EXTRACTED MATERIAL:
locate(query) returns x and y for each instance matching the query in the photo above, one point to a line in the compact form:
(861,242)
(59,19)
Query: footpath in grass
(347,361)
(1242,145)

EXERCISE: Reproduce every entry exactly, with nothing added or dropped.

YOUR SOLUTION:
locate(query) returns x and y for each instance matching the query in the photo above, one point to a line in the compact form:
(861,242)
(59,19)
Query: footpath in grass
(347,361)
(1242,145)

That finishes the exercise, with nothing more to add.